◆ What you will do:
**A.** Could you write out everything in the rows from the line containing "of the striped" down to the end of the rows, substituting "marker" for "keypoint" and leaving everything else unchanged?
**B.** Could you continue the article on Baltimore's retro '50s restaurants from its last sentence?

◆ Text passage:

"""

If you thought the '50s were nifty, you'll think retro restaurants are rad


Welcome to the decade of Wurlitzer jukeboxes and Elvis, shiny silver diners and heaping portions of French fries with gravy.

Yeah, we're talking about the 1990s.

When the '90s began (seems like yesterday, doesn't it?), the trend-spotters were out in force with predictions that the new decade would be one big '60s revival, complete with miniskirts, ecological awareness and a renewed commitment to peace, love and equality. And in a way, they were right: nude knees and big yellow recycling bins have both become a commonplace of city life.

But just about the same time the Cold War was petering out, a new wave of Cold War chic has hit our shores. No, we haven't spotted any poodle skirts yet, but other artifacts of that most iconic of decades, the '50s, are out in force. (We'll extend the concept of " '50s" here to include the first half of the '60s, before Vietnam and recreational drugs eclipsed surfing and the Supremes.) Two convincing pieces of evidence: Couples are once again slow-dancing to "Unchained Melody," and a wealth of '50s theme restaurants and retro diners have recently opened in the Baltimore area.

Baltimore is, of course, a diner-loving town, and plenty of the real thing -- the Bel-Loc in Towson, for instance, and the Double T on Route 40 -- are still around. But there also seems to be a popular hunger for the re-created, stylized versions of our restaurant past. The new places reflect a streamlined postmodern vision of the era, the diners making ample use of such traditional elements as sunburst-pattern chrome and squiggle-print leatherette, and the coffee-shop homages going in for references to pop culture idols -- the bathrooms at Classics Pub in Columbia are labeled Elvis's and Marilyn's -- and '57 Chevys. Gas station artifacts, black and white tile, Coke machines and neon are standard elements, as is the ever-present Wurlitzer juke, sometimes retrofitted to play CDs.

"""

◆ Provided material:
"""

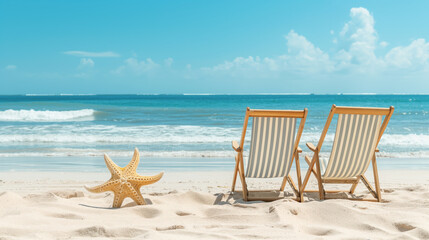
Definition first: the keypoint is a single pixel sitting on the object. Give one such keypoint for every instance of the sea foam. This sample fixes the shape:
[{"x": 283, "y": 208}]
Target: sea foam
[{"x": 32, "y": 115}]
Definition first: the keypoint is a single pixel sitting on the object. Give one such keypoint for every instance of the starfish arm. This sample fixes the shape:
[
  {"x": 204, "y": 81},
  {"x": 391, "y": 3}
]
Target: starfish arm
[
  {"x": 135, "y": 194},
  {"x": 145, "y": 180},
  {"x": 118, "y": 200},
  {"x": 114, "y": 169},
  {"x": 107, "y": 186},
  {"x": 133, "y": 164}
]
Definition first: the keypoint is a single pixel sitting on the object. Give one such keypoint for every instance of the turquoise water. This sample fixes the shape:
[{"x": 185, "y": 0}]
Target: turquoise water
[{"x": 172, "y": 128}]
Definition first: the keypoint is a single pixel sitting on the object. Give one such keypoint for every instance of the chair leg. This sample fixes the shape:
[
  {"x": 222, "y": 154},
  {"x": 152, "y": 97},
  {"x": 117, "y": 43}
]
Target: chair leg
[
  {"x": 242, "y": 178},
  {"x": 353, "y": 188},
  {"x": 282, "y": 187},
  {"x": 234, "y": 179},
  {"x": 370, "y": 189},
  {"x": 285, "y": 178},
  {"x": 298, "y": 174},
  {"x": 313, "y": 170},
  {"x": 319, "y": 178},
  {"x": 307, "y": 175},
  {"x": 376, "y": 180}
]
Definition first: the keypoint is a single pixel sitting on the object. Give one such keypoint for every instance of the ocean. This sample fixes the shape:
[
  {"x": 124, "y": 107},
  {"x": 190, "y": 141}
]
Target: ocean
[{"x": 185, "y": 132}]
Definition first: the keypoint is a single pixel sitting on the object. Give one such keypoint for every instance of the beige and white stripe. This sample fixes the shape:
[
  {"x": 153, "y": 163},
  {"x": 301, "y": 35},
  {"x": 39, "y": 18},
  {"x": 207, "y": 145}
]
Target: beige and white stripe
[
  {"x": 271, "y": 147},
  {"x": 354, "y": 144}
]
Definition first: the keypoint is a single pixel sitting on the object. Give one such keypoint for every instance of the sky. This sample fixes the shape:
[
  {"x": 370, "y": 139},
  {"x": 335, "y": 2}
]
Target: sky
[{"x": 174, "y": 47}]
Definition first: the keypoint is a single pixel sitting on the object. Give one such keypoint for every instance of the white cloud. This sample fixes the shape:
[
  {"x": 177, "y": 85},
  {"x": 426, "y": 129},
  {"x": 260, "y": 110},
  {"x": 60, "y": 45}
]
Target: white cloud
[
  {"x": 11, "y": 67},
  {"x": 384, "y": 44},
  {"x": 357, "y": 43},
  {"x": 137, "y": 67},
  {"x": 168, "y": 62},
  {"x": 91, "y": 54},
  {"x": 302, "y": 56},
  {"x": 86, "y": 63}
]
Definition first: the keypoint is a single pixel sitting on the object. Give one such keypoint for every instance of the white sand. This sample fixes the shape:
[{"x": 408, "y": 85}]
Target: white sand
[{"x": 193, "y": 205}]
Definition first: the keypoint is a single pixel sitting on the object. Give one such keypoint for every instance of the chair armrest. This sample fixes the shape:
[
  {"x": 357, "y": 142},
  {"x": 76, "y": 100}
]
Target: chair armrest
[
  {"x": 236, "y": 146},
  {"x": 311, "y": 146}
]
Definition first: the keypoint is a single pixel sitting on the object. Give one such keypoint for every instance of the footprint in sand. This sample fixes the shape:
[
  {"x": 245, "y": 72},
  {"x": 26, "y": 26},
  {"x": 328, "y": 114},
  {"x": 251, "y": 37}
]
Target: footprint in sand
[
  {"x": 403, "y": 227},
  {"x": 174, "y": 227},
  {"x": 147, "y": 212},
  {"x": 180, "y": 213},
  {"x": 67, "y": 216}
]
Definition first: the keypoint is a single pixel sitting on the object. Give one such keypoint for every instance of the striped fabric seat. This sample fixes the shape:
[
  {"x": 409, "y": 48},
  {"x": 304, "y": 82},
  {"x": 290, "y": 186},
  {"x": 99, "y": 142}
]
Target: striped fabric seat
[
  {"x": 355, "y": 141},
  {"x": 271, "y": 147}
]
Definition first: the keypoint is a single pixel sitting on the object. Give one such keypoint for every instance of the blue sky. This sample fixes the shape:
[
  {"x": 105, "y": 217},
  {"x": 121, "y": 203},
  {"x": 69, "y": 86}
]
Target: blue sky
[{"x": 52, "y": 47}]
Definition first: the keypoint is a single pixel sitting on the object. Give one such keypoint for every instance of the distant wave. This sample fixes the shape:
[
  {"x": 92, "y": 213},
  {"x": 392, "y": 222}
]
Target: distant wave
[
  {"x": 82, "y": 152},
  {"x": 61, "y": 152},
  {"x": 46, "y": 116}
]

"""

◆ Results by task:
**A.**
Definition first: the marker is a single pixel sitting on the object. Give one such marker for every instance of the striped fabric seat. This sample fixes the shape:
[
  {"x": 409, "y": 48},
  {"x": 304, "y": 82},
  {"x": 290, "y": 186},
  {"x": 99, "y": 142}
]
Target: striped fabric seat
[
  {"x": 355, "y": 141},
  {"x": 271, "y": 147}
]
Definition first: the marker is a single pixel sitting on the object. Give one such marker for every instance of the blue sky. This sample fixes the shape:
[
  {"x": 105, "y": 217},
  {"x": 121, "y": 203},
  {"x": 69, "y": 86}
]
Target: blue sky
[{"x": 52, "y": 47}]
Definition first: the marker is a single pixel sitting on the object. Give one such marker for every instance of the distant wave. This sample fixes the shape:
[
  {"x": 92, "y": 213},
  {"x": 392, "y": 222}
]
Target: distant wave
[
  {"x": 82, "y": 152},
  {"x": 61, "y": 152},
  {"x": 46, "y": 116}
]

**B.**
The appeal of such places, their owners say, is their unabashed good-time atmosphere, which celebrates the gleeful exuberance of the early rock era as well as an earlier, simpler era in dining. "I think think everybody can relate to the '50s. It was a relaxed, laid-back period," says David Tamberino, owner of the new Tamber's ("Nifty Fifties Dining") in Charles Village.

There are two basic modes of retro restaurant, according to Michael Pachino, owner of Ralphie's Diner in Timonium, which he calls "a '50s diner with '90s flair." The first type gets its effects simply. Period memorabilia and Fats Domino tunes, to be sure, but no gum-chewing waitresses on roller skates. Other neo-diners of this type include Tamber's -- "Its an art deco type diner, but with a lot more glitz to it than the Bel-Loc," according to Mr. Tamberino -- and the Silver Diner in Laurel, which has the shiny railway-car exterior of the best of the classic diners.

Restaurants in the other style are veritable theme parks of '50s culture. At Classics Pub, for instance, they have an oldies disc jockey and live music on weekends; at the dineresque Stash & Stella's in Marley Station Mall, the waitresses boogie down the aisles and dance on the counters, and encourage patrons to join in on the bunny hop and the hokeypokey.

Despite our city's eternal fondness for lunch-counter culture, the phenomenon is certainly not limited to Baltimore. In fact, Mr. Pachino of Ralphie's traces the trend to San Francisco's Fog City Diner, which made waves by combining classic diner style with California nouvelle cuisine.

"It's a nationwide thing," says Joe Sheahin, who in January opened Burbank's Cafe in Columbia with his brother George. "I read in Restaurant News about four months ago that McDonald's is trying out a 'McD's Cafe.' "

Other chains have been quick to catch the wave: Stash & Stella's, which purports to be owned by a blue-collar couple from Buffalo, opened its first Maryland outpost in November; there are now nine Stash & Stella's from Buffalo to Nashville. And that same month, Leonard "Boogie" Weinglass, one of Barry Levinson's Hilltop Diner gang, opened his third Boogie's Diner, in Georgetown. The first celebrity-strewn Boogie's was in Aspen, Colo.; the second was in Chicago.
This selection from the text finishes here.